[Opening Exercise inputs section]
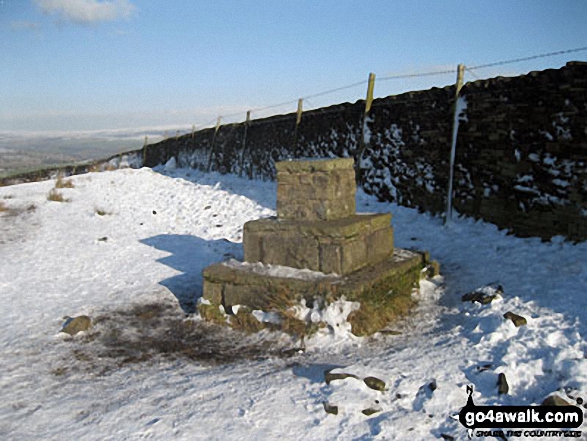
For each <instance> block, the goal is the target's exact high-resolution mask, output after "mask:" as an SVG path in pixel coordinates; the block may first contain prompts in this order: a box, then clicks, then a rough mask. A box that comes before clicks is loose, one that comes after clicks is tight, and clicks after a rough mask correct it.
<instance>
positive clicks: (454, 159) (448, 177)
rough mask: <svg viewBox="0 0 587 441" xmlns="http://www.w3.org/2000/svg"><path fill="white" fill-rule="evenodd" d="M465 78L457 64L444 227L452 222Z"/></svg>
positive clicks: (453, 104)
mask: <svg viewBox="0 0 587 441" xmlns="http://www.w3.org/2000/svg"><path fill="white" fill-rule="evenodd" d="M464 78H465V65H464V64H459V65H458V67H457V82H456V84H455V101H454V103H453V109H452V111H453V112H452V113H453V126H452V140H451V147H450V165H449V171H448V190H447V192H446V214H445V217H444V223H445V225H446V224H448V223H449V222H450V221H451V220H452V193H453V181H454V169H455V156H456V150H457V137H458V133H459V106H458V101H459V93H460V92H461V88H462V87H463V81H464Z"/></svg>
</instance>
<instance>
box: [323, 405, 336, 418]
mask: <svg viewBox="0 0 587 441" xmlns="http://www.w3.org/2000/svg"><path fill="white" fill-rule="evenodd" d="M323 404H324V410H325V411H326V413H331V414H332V415H338V406H332V405H330V404H328V403H326V402H325V403H323Z"/></svg>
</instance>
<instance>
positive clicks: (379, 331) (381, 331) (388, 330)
mask: <svg viewBox="0 0 587 441" xmlns="http://www.w3.org/2000/svg"><path fill="white" fill-rule="evenodd" d="M379 333H381V334H384V335H402V332H400V331H394V330H393V329H382V330H381V331H379Z"/></svg>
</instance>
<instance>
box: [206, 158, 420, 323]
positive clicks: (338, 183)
mask: <svg viewBox="0 0 587 441" xmlns="http://www.w3.org/2000/svg"><path fill="white" fill-rule="evenodd" d="M276 169H277V217H275V218H268V219H258V220H255V221H250V222H247V223H246V224H245V225H244V232H243V245H244V257H245V262H237V261H230V262H223V263H219V264H215V265H211V266H209V267H208V268H206V269H204V271H203V276H204V293H203V301H202V302H201V304H200V306H199V310H200V313H201V314H202V316H203V317H205V318H208V319H212V320H216V321H218V322H222V323H225V322H226V321H227V318H226V316H225V315H224V314H225V313H228V314H231V313H232V311H233V310H234V307H236V306H237V305H238V306H245V307H246V308H245V309H247V310H249V311H251V310H255V309H261V310H263V311H266V312H268V311H271V312H278V313H281V314H282V316H283V317H284V318H288V319H291V317H290V316H288V315H287V314H286V313H285V311H286V310H287V309H288V308H289V307H291V306H293V305H294V304H296V302H299V301H300V300H301V299H305V300H306V301H309V302H314V301H315V300H319V301H321V302H324V301H326V302H330V301H334V300H336V299H338V298H341V297H343V296H344V298H345V299H347V300H352V301H358V302H359V303H360V305H361V306H360V308H359V310H357V311H355V312H353V313H352V317H351V316H349V321H350V322H351V323H352V326H353V332H354V333H355V334H370V333H373V332H375V331H377V330H380V329H382V328H383V327H385V326H386V325H387V324H388V323H389V321H390V320H392V318H394V317H397V316H398V315H401V314H402V313H405V312H406V311H407V310H408V309H409V306H411V304H412V300H411V292H412V289H413V288H414V287H415V286H416V285H417V283H418V281H419V279H420V277H421V275H422V271H421V270H422V268H424V267H426V266H427V265H428V254H427V253H418V252H413V251H407V250H401V249H395V250H394V247H393V228H392V227H391V225H390V224H391V214H390V213H384V214H356V213H355V193H356V184H355V173H354V169H353V160H352V159H326V160H309V161H286V162H278V163H276ZM219 310H220V312H221V313H219ZM239 310H240V308H239ZM228 321H229V322H230V323H234V322H233V321H231V320H230V318H229V320H228ZM237 321H239V320H238V319H237ZM290 321H291V320H290ZM239 322H240V321H239ZM297 329H299V327H298V328H297Z"/></svg>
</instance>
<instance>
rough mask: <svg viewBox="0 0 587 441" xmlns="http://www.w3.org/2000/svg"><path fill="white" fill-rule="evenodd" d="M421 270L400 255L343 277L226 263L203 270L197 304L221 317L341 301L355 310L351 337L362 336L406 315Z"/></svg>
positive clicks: (384, 260)
mask: <svg viewBox="0 0 587 441" xmlns="http://www.w3.org/2000/svg"><path fill="white" fill-rule="evenodd" d="M426 264H427V262H426V261H425V256H424V255H423V254H422V253H417V252H412V251H407V250H402V249H396V250H395V251H394V253H393V255H392V256H390V257H388V258H387V259H385V260H383V261H381V262H379V263H378V264H376V265H369V266H367V267H365V268H363V269H361V270H359V271H356V272H354V273H353V274H350V275H348V276H328V275H325V274H322V273H317V272H313V271H308V270H295V269H293V268H287V267H279V266H271V265H263V264H259V263H257V264H250V263H241V262H236V261H230V262H225V263H219V264H214V265H211V266H209V267H207V268H206V269H204V272H203V276H204V293H203V298H204V299H205V301H206V302H205V303H208V305H207V307H210V306H212V307H214V306H215V305H216V306H220V305H222V306H223V307H224V310H225V311H230V310H232V309H233V307H234V306H236V305H243V306H247V307H249V308H251V309H253V310H255V309H258V310H263V311H283V310H285V309H287V308H288V307H290V306H293V305H294V304H296V303H298V302H299V301H300V300H301V299H306V301H307V302H314V301H316V300H320V301H325V302H326V303H330V302H332V301H335V300H336V299H339V298H341V297H342V296H344V297H345V298H346V300H349V301H357V302H359V303H360V304H361V307H360V308H359V310H358V311H355V312H353V313H352V315H353V317H349V321H351V323H352V326H353V332H354V333H355V334H357V335H366V334H371V333H373V332H376V331H378V330H381V329H383V328H384V327H385V326H387V325H388V324H389V322H390V321H391V320H392V319H393V318H396V317H398V316H400V315H402V314H405V313H406V312H407V309H409V307H410V306H411V305H412V303H413V302H412V300H411V292H412V289H413V288H414V287H416V286H417V284H418V281H419V279H420V276H421V274H422V268H423V267H425V266H426Z"/></svg>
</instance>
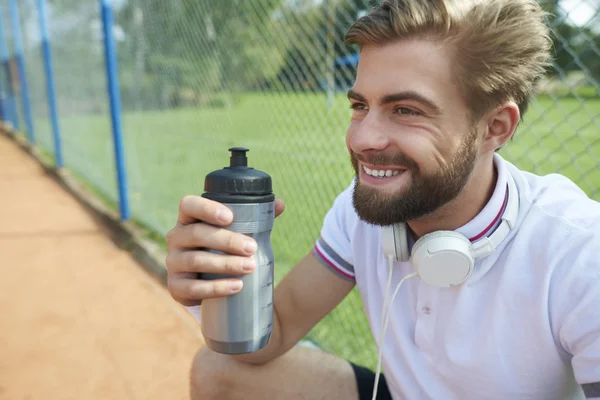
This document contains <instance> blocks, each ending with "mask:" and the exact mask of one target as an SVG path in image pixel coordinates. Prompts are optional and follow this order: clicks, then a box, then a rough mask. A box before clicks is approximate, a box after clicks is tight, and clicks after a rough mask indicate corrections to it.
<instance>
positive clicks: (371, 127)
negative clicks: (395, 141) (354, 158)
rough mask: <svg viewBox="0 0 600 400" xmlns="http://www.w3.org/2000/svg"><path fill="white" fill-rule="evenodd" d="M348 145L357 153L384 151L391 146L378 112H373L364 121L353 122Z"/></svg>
mask: <svg viewBox="0 0 600 400" xmlns="http://www.w3.org/2000/svg"><path fill="white" fill-rule="evenodd" d="M348 145H349V146H350V148H351V149H352V150H353V151H354V152H355V153H364V152H369V151H382V150H385V149H386V148H387V147H388V146H389V145H390V138H389V136H388V135H387V134H386V133H385V129H384V126H383V124H382V123H381V122H380V121H379V120H378V118H377V114H376V112H373V111H371V112H369V113H368V114H367V115H366V116H365V117H364V118H363V119H361V120H354V121H352V123H351V124H350V127H349V128H348Z"/></svg>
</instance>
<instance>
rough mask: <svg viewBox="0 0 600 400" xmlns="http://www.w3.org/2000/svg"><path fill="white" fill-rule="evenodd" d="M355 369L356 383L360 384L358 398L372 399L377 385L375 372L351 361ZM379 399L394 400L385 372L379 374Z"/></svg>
mask: <svg viewBox="0 0 600 400" xmlns="http://www.w3.org/2000/svg"><path fill="white" fill-rule="evenodd" d="M350 365H352V368H353V369H354V376H355V377H356V384H357V385H358V399H359V400H371V399H372V398H373V386H375V372H373V371H371V370H370V369H368V368H365V367H361V366H358V365H356V364H353V363H350ZM377 400H392V395H391V393H390V390H389V389H388V387H387V382H386V381H385V377H384V376H383V374H380V375H379V384H378V385H377Z"/></svg>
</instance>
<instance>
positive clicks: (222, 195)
mask: <svg viewBox="0 0 600 400" xmlns="http://www.w3.org/2000/svg"><path fill="white" fill-rule="evenodd" d="M229 151H230V152H231V156H230V158H229V166H228V167H224V168H223V169H219V170H216V171H213V172H211V173H210V174H208V175H207V176H206V178H205V180H204V193H203V194H202V197H206V198H209V199H212V200H216V201H219V202H222V203H266V202H269V201H274V200H275V195H274V194H273V190H272V185H271V177H270V176H269V175H268V174H266V173H264V172H262V171H259V170H257V169H254V168H252V167H249V166H248V158H247V157H246V152H248V151H250V150H249V149H247V148H245V147H232V148H230V149H229Z"/></svg>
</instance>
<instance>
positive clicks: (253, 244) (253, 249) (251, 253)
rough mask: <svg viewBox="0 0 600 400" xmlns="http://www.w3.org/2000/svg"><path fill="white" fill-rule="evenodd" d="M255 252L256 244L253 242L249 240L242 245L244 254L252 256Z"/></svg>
mask: <svg viewBox="0 0 600 400" xmlns="http://www.w3.org/2000/svg"><path fill="white" fill-rule="evenodd" d="M255 251H256V243H255V242H254V241H253V240H249V241H247V242H246V243H244V252H246V253H248V254H254V252H255Z"/></svg>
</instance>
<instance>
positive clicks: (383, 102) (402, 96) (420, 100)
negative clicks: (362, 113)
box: [348, 89, 441, 114]
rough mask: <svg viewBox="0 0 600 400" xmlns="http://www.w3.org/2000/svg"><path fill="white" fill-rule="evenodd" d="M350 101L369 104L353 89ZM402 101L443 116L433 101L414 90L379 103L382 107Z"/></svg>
mask: <svg viewBox="0 0 600 400" xmlns="http://www.w3.org/2000/svg"><path fill="white" fill-rule="evenodd" d="M348 99H354V100H357V101H361V102H364V103H367V99H365V97H364V96H363V95H361V94H360V93H358V92H356V91H355V90H353V89H350V90H348ZM402 100H414V101H417V102H419V103H422V104H424V105H425V106H427V107H428V108H429V109H431V110H432V111H433V112H434V113H435V114H441V110H440V108H439V107H438V106H437V105H436V104H435V103H434V102H433V101H432V100H429V99H428V98H427V97H425V96H423V95H420V94H419V93H417V92H415V91H412V90H409V91H406V92H399V93H393V94H388V95H385V96H383V97H382V98H381V100H380V102H379V103H380V104H381V105H385V104H389V103H394V102H397V101H402Z"/></svg>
[Closing Exercise inputs section]
**Required work**: All lines above from the one holding "This document contains" to the one holding "negative clicks: (395, 141) (354, 158)", inclusive, are to be copied exactly; no other line is wanted.

**Finished task**:
This document contains <instance> blocks, each ending with "mask:" and the exact mask of one target as an SVG path in image pixel coordinates. Prompts are optional and follow this order: clicks, then a box, then a rough mask. A box before clicks is approximate, a box after clicks is tight, and clicks after a rough mask indicate corrections to it.
<instance>
positive clicks: (371, 127)
negative clicks: (395, 141) (354, 158)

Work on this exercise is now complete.